• WRITTEN INSTRUCTION
Pull out every line in the records below that contains the word "rope", matching uppercase and lowercase letters exactly.

>> BEGIN

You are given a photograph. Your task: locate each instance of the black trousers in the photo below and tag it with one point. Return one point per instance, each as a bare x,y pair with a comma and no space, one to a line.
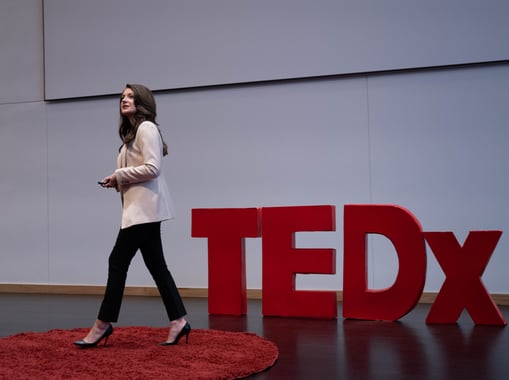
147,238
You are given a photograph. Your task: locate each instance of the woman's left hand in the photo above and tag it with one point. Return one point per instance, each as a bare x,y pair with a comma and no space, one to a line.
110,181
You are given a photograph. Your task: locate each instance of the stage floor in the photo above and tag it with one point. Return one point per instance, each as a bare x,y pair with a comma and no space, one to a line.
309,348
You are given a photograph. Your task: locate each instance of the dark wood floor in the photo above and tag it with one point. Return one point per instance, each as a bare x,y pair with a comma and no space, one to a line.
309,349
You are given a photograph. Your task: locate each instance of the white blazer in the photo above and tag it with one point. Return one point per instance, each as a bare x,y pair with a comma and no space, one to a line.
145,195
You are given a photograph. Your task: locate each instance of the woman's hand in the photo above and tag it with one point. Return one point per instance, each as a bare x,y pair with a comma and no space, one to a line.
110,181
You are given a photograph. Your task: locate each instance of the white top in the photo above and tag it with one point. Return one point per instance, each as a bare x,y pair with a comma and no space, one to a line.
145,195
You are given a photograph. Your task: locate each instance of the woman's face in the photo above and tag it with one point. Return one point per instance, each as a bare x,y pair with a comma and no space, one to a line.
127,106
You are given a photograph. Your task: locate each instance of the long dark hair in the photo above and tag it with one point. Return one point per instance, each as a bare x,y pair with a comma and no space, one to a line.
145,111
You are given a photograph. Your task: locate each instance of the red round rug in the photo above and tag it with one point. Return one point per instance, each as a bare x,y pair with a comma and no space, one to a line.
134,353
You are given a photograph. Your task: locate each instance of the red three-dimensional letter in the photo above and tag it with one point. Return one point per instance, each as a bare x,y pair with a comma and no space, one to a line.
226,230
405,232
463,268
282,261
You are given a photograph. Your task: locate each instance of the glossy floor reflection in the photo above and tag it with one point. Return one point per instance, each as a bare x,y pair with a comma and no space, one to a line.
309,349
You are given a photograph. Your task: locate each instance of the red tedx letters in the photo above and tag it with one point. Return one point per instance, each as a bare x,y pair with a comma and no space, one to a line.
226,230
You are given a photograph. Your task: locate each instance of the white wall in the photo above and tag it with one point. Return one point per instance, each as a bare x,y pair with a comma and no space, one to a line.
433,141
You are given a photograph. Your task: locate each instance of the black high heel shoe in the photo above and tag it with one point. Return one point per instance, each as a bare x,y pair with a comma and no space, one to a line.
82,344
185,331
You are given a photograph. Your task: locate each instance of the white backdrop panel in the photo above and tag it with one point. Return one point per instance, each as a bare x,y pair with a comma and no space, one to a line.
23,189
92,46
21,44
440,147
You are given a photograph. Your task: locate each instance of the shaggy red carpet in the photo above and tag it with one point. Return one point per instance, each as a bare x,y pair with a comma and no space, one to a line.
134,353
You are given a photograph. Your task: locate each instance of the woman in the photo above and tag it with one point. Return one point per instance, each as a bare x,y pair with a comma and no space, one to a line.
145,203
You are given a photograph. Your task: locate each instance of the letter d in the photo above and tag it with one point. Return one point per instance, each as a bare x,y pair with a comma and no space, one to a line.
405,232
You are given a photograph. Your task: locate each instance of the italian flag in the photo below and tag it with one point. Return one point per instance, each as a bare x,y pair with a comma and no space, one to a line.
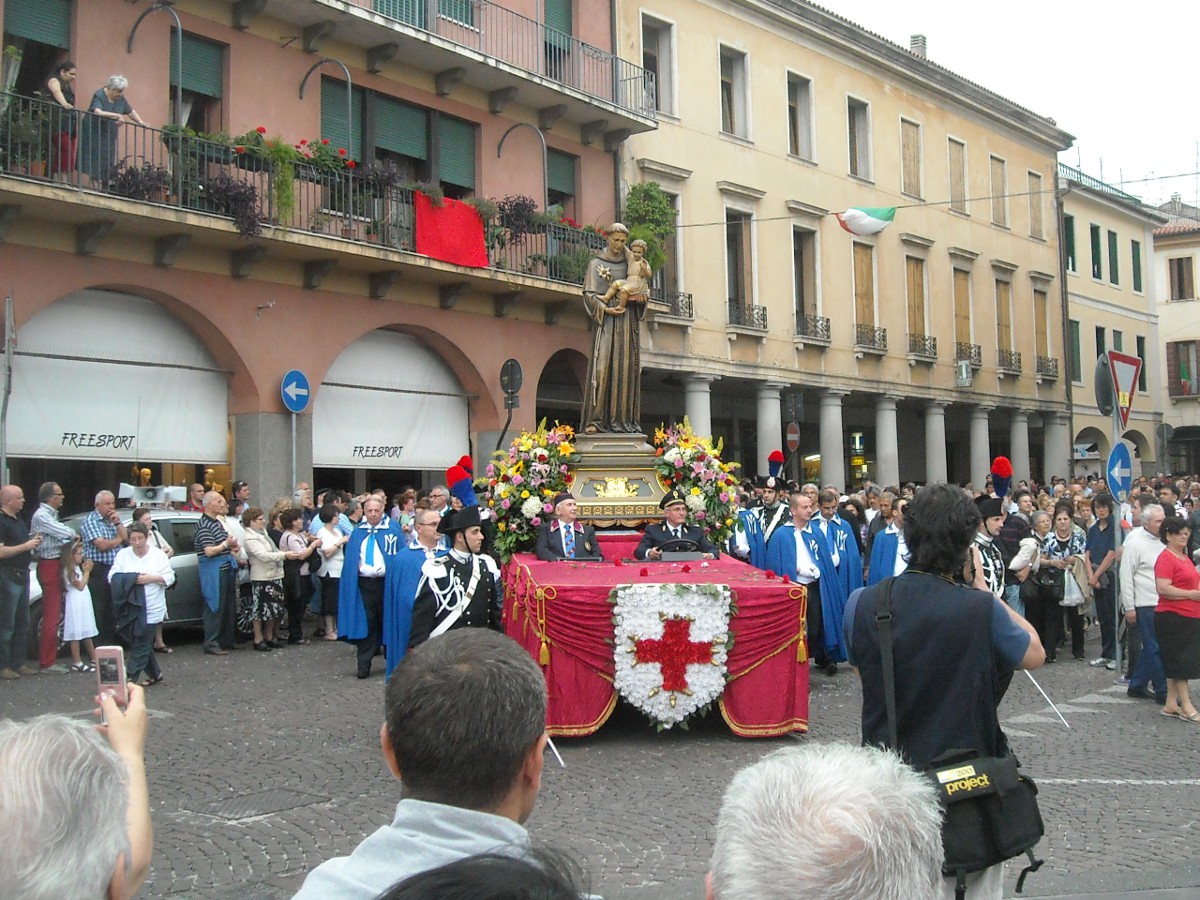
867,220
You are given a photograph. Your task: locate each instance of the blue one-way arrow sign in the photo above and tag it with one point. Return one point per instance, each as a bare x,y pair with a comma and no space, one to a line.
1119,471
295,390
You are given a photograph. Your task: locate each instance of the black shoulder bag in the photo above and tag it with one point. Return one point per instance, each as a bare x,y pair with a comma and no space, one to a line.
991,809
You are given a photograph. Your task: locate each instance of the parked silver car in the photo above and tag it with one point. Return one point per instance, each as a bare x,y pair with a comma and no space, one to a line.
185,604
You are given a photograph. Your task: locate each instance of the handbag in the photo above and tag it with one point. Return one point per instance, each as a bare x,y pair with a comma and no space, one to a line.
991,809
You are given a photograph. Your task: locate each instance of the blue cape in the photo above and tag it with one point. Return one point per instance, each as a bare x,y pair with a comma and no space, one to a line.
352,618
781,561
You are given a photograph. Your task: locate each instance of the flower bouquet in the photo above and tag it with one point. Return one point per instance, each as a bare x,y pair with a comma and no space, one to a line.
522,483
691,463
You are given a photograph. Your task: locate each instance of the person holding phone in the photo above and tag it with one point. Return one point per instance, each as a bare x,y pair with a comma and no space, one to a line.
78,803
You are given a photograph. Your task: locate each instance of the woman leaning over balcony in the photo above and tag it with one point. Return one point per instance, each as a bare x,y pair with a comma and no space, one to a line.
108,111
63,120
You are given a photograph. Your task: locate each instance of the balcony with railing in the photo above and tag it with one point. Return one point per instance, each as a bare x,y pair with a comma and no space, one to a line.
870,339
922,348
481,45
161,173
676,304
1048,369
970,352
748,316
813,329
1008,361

>> END
>> BEGIN

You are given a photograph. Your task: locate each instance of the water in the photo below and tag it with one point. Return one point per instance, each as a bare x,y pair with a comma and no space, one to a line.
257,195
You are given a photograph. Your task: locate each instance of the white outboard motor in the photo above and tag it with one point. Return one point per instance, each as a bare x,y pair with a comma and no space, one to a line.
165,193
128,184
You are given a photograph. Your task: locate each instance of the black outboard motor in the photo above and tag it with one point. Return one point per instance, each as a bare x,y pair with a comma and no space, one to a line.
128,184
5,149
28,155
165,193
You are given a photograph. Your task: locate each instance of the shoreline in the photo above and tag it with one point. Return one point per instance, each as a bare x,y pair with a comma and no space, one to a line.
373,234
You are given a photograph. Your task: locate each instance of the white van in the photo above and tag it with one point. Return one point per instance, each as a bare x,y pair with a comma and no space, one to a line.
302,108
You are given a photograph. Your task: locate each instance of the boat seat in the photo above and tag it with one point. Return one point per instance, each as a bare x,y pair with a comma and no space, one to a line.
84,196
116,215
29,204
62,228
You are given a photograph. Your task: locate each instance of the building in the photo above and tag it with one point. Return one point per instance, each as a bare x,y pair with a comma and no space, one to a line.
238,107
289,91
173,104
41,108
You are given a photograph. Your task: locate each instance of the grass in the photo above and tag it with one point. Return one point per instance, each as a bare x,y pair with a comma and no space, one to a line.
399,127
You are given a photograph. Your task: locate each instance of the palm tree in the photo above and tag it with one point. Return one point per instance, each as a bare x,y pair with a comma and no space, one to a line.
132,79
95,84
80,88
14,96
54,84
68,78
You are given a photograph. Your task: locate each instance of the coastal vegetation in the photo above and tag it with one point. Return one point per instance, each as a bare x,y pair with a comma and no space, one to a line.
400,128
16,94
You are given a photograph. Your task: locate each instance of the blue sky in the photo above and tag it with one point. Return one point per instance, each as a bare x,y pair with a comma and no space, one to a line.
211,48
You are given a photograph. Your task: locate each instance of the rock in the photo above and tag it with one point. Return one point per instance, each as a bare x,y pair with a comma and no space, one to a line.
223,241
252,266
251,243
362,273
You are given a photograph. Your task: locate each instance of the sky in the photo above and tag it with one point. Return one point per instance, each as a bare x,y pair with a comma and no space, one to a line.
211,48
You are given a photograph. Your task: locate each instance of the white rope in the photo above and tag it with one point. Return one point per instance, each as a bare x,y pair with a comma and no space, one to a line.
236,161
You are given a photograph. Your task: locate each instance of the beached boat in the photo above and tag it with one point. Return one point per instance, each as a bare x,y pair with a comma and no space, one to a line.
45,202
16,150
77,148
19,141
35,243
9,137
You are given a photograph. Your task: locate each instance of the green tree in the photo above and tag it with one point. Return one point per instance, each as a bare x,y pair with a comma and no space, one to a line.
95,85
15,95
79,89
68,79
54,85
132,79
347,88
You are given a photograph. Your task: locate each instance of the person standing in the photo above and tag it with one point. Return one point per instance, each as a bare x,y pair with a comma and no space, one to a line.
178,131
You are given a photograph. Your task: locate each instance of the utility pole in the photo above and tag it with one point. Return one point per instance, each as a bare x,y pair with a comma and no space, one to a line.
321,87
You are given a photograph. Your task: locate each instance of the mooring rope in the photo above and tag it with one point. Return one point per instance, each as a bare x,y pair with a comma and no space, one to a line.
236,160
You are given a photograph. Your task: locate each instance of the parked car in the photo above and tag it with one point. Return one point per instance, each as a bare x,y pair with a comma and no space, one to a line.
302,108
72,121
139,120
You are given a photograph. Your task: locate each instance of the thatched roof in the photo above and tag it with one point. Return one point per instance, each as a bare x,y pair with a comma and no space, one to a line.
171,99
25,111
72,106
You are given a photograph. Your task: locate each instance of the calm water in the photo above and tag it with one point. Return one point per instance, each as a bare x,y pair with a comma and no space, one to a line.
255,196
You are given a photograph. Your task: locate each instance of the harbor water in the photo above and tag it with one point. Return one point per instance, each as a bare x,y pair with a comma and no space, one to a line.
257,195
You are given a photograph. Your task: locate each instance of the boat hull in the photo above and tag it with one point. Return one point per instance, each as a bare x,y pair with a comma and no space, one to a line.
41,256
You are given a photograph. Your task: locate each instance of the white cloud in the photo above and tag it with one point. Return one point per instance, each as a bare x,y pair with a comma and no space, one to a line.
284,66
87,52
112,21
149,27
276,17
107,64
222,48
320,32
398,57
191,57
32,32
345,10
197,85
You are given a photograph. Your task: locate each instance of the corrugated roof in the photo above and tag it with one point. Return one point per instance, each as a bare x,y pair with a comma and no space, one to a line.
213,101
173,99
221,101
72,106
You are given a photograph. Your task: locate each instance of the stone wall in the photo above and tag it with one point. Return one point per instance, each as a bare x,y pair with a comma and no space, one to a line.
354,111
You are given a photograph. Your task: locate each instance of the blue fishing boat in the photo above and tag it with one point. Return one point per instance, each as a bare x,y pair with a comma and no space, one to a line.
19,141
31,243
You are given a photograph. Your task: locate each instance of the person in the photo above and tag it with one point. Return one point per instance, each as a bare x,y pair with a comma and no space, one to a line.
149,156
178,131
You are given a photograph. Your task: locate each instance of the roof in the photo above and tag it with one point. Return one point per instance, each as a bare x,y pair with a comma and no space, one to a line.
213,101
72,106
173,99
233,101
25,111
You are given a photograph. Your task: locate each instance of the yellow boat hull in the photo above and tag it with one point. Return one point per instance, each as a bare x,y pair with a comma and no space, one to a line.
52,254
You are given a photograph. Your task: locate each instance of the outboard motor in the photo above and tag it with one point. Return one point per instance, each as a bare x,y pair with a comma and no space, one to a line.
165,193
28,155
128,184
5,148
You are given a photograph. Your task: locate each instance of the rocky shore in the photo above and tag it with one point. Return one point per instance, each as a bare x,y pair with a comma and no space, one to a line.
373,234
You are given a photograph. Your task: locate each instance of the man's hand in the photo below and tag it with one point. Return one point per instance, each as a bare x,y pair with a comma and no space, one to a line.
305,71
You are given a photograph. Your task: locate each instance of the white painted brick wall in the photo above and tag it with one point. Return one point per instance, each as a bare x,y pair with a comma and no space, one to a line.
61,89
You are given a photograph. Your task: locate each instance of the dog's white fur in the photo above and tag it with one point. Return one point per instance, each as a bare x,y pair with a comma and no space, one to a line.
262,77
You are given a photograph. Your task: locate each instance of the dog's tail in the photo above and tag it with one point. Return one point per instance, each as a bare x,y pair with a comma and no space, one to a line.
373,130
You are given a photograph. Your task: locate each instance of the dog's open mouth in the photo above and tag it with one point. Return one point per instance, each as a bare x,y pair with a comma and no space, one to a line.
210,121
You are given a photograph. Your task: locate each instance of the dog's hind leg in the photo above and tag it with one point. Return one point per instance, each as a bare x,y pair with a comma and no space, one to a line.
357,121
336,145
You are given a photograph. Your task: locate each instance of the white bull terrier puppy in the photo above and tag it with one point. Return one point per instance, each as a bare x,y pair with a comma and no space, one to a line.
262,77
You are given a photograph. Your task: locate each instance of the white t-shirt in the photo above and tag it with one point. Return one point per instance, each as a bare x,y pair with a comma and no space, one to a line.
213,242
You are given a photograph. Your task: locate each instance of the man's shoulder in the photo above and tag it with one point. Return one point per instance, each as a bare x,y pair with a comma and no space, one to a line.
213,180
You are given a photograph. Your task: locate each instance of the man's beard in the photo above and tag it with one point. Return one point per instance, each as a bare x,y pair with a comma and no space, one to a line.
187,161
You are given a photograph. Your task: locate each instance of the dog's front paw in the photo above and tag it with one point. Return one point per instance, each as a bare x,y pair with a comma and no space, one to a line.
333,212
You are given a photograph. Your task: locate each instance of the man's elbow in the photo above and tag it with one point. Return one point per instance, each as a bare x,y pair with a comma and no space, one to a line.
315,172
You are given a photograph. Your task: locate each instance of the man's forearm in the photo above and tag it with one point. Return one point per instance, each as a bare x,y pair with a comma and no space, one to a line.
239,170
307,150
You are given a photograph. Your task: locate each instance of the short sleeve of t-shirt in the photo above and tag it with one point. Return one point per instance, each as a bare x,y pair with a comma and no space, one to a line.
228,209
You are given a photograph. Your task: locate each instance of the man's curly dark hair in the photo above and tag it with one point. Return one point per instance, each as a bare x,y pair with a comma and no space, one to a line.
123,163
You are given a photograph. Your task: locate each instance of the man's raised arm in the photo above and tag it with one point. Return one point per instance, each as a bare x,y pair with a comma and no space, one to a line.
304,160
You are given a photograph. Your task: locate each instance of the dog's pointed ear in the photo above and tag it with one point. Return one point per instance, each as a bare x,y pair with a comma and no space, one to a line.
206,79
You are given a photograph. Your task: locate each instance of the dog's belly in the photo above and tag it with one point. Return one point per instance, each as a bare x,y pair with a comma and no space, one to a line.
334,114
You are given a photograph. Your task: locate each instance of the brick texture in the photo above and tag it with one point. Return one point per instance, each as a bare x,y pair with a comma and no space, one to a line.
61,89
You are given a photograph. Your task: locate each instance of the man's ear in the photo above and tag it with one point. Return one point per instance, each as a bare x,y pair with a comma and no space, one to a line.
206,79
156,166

>> END
>> BEGIN

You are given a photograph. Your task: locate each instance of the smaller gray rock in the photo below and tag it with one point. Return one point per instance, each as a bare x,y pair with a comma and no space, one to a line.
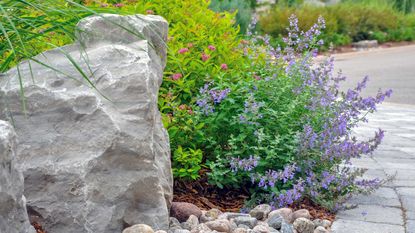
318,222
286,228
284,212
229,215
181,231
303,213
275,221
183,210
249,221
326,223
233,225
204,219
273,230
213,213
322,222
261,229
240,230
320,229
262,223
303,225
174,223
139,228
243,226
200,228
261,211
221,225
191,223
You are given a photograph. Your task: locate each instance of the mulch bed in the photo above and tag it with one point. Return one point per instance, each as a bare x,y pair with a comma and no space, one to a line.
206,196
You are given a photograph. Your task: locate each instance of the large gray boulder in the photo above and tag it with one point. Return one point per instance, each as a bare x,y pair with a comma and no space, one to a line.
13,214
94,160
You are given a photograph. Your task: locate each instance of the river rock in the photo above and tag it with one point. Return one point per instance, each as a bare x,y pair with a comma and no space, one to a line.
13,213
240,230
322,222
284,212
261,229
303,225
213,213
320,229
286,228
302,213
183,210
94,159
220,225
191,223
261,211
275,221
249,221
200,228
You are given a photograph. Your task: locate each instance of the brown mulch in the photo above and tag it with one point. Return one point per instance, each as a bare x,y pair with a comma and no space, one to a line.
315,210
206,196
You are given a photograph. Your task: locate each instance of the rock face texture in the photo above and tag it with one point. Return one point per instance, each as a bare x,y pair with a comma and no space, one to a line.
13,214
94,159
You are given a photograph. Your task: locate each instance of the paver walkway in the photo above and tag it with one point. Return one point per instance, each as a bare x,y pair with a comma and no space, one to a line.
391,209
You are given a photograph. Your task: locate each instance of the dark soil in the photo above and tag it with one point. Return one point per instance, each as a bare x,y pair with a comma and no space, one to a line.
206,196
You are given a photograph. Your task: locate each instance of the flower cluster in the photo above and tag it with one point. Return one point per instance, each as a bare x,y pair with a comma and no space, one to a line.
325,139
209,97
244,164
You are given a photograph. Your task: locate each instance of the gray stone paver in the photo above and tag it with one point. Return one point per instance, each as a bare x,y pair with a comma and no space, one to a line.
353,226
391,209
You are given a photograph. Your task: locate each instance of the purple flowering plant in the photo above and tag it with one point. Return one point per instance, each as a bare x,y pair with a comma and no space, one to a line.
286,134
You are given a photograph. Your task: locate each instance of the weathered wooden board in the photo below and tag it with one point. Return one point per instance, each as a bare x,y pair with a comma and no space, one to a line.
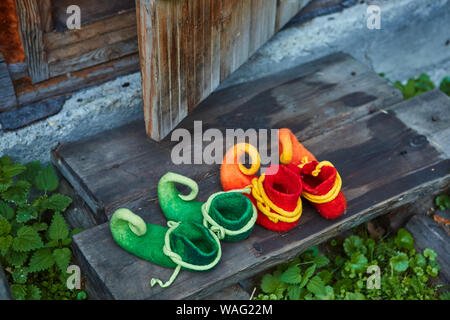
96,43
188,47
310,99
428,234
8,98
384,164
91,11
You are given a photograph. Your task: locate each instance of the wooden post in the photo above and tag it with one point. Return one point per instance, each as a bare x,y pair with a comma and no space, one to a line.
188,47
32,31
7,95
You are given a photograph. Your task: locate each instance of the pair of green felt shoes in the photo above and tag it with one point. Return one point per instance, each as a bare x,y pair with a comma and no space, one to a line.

>> END

• TASK RESPONSE
You are given a photograph. Your task: locate each instance of the white rope in the photo above and tag it with one point. Return one point per instance, each as a bare x,y pair with a comma and no space, one to a line.
You are given a photograph. Your task: locate each instance of the mooring rope in the photo above and tag it with one point. Return one point per instance, each as a bare x,y pair with a comma and no space, one to a line.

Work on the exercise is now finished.